* TASK STATEMENT:
Keep images out and repeat all data exactly.
::::
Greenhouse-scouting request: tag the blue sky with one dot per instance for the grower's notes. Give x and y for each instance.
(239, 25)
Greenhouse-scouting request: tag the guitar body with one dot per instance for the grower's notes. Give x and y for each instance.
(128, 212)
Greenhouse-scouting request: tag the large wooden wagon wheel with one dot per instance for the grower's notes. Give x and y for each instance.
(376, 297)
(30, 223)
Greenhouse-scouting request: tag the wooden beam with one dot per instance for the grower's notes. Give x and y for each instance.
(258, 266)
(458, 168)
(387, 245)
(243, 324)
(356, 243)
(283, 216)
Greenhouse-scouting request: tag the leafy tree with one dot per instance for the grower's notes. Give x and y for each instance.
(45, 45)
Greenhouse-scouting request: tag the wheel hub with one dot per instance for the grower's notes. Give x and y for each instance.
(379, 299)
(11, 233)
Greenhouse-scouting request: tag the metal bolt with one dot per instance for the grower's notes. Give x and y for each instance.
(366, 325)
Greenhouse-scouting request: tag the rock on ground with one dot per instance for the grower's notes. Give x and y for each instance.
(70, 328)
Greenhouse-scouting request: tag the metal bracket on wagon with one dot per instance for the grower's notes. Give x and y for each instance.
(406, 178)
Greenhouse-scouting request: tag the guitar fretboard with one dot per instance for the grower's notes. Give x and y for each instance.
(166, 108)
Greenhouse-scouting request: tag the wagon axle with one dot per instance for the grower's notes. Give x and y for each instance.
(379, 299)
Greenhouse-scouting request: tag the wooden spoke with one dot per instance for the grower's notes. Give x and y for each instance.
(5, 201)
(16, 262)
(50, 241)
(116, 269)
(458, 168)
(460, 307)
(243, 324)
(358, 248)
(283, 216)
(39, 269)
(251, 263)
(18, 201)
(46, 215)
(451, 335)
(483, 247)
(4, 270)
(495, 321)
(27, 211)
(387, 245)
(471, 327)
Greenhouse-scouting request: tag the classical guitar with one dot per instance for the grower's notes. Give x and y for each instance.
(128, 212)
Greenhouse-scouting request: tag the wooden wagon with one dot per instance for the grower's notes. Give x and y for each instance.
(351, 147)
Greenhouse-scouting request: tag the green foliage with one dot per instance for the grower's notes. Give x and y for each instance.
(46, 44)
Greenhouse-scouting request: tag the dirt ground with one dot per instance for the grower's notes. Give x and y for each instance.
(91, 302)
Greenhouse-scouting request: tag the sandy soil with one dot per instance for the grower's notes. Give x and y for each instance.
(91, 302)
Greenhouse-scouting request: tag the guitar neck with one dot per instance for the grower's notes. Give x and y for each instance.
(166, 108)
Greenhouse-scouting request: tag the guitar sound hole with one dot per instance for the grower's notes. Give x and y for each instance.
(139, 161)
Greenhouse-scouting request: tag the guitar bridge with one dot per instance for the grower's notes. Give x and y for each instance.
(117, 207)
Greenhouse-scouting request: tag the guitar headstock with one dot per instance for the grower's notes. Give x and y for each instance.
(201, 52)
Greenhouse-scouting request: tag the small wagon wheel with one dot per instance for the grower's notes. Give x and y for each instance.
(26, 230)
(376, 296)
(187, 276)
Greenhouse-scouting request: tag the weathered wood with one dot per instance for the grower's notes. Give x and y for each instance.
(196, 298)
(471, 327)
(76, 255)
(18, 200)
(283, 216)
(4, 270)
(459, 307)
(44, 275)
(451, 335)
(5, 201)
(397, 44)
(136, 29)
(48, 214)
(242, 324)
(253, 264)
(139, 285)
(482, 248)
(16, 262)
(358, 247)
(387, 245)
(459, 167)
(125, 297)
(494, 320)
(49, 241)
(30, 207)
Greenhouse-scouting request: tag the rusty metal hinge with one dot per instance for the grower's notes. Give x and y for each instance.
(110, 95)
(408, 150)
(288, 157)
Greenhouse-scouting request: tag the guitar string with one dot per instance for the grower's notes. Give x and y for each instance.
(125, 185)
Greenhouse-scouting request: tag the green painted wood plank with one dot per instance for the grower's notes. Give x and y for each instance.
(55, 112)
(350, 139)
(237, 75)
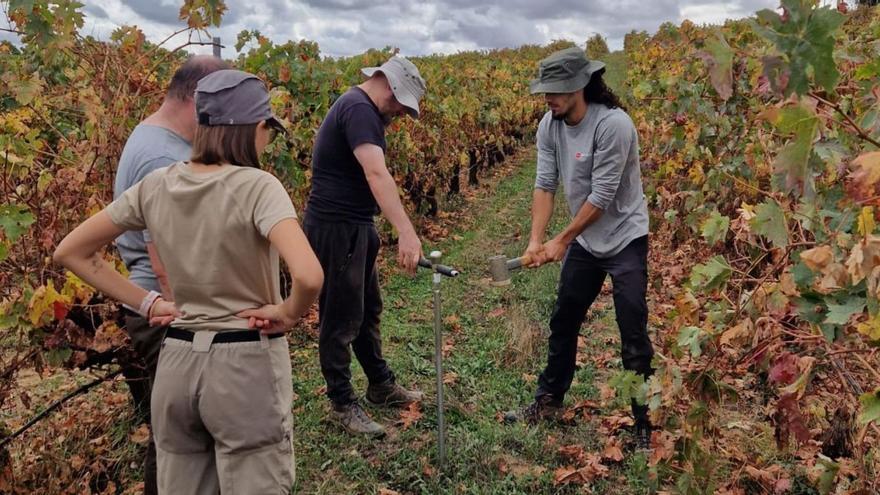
::::
* ANSWER:
Greenhouse-scouting request: tag the blue sky with one dot per instance for the grower's notes. Give x and y for each instance.
(239, 25)
Greenhouse-scouting request: tag the guitar body with one dot per instance for the grower's notes. Give x and y for each instance.
(128, 212)
Greenhouse-scouting request: tag the large wooden wagon wheel with one dot per instance for the grower's notes. Give x and y for each instance.
(376, 297)
(30, 223)
Greenhouse-scouting request: tag the wooden beam with one dot per instance for the grower's notes. Give x and y for each instance.
(258, 266)
(458, 168)
(387, 245)
(243, 324)
(356, 243)
(283, 216)
Greenhouse-scouting request: tag the leafy tree with one dot per instance for the grower's notes. Give x and y for each instance.
(45, 45)
Greenhouse-scouting request: tag the wheel hub with one dot per instance for the grower's notes. Give x and y for each instance.
(379, 299)
(11, 233)
Greenhouse-scouting request: tag the metal bolt with one dot per instance for the grower's notes. Give x and y for each instance.
(366, 325)
Greenhouse-scouting request: tag the rock on ground with one dot per instance for the grower's notes. Give x and y for each instance.
(70, 328)
Greenhouse-scouting request: tag the metal bracket on wagon with one dot per instance for the grower's notes. Give x and y for each instance.
(406, 178)
Greenhouse-scouting request: tag the guitar fretboard with one dot per instance for the grower's notes. Give x and y for each instance.
(166, 108)
Greenhouse-scouting request: tag the wagon axle with one dot per instance for the grower's notes. Give x and y for each instance.
(379, 299)
Greenhouse-scouting request: tag the wooden spoke with one dot per instance for the grower's notes. Give x and y for each instance.
(5, 201)
(16, 262)
(50, 241)
(116, 269)
(458, 168)
(460, 307)
(243, 324)
(358, 248)
(283, 216)
(39, 269)
(251, 263)
(18, 201)
(46, 215)
(451, 335)
(483, 247)
(4, 270)
(495, 321)
(27, 211)
(387, 245)
(471, 327)
Greenhouse-scouting request: tag the classical guitar with one dot per instance for the grower's notes. Give x and y for each instance.
(128, 212)
Greenhouse-scouting request: tag the wooden wagon with one dot per instance for the grower's notes. Give x and y for each instance.
(351, 147)
Greenhouse-scouting request: tag the green foliage with one dot per instance for the grower's notes. Give x and y for each instance.
(46, 44)
Greenhouse-scouting request: tag the dirt ground with one dot per instance for the grower's notes. Give x and y for each instance.
(91, 302)
Greenhouse-scouting request: tag the sandy soil with one dot per instance for the grower's notes. Give x and y for each instance.
(91, 302)
Greenhouse-scouting request: tag the guitar neck with one dot per instance for the grower's notes. Give x and y for each instance.
(166, 108)
Greenhouse-scouting request: tag the guitar sound hole with one dot per instance for the grower's notes. Give x and y for each instance.
(139, 161)
Greenhouse-scouting request: tag the guitar bridge with one dot per instance for the grower's notes. Give x and y for each instance.
(117, 207)
Greenhouse-scouting request: tag the guitar headstock with one dot per instance for the grower's notes. Give x and y for each instance.
(201, 52)
Greenhouse-scouting request: tag the small wagon wheel with one dot per instance for the grower's notes. Give x and y for each instance.
(26, 230)
(376, 296)
(187, 276)
Greenhouse-scouting request: tag the weathered wood with one dot per instance for the grower's notes. Give x and y for each instance.
(196, 298)
(471, 327)
(76, 255)
(18, 200)
(283, 216)
(4, 270)
(459, 307)
(44, 275)
(451, 335)
(5, 201)
(397, 44)
(136, 29)
(48, 214)
(242, 324)
(253, 264)
(139, 285)
(482, 248)
(16, 262)
(358, 247)
(387, 245)
(459, 167)
(125, 297)
(494, 320)
(49, 241)
(30, 207)
Greenhouse-scouting request: tag the rusty metal hinge with one dot per instance for the grower's notes. Give x and y for each instance.
(110, 95)
(408, 150)
(288, 157)
Greenhouse-scouting request: tag the guitar string with one dot per instance for the grower's notes. Give x and y for each instance.
(125, 185)
Greenhouse-scouting request: tag the green painted wood plank with one dot per instance for the grower's notes. Give x and y for each instance.
(55, 112)
(350, 139)
(237, 75)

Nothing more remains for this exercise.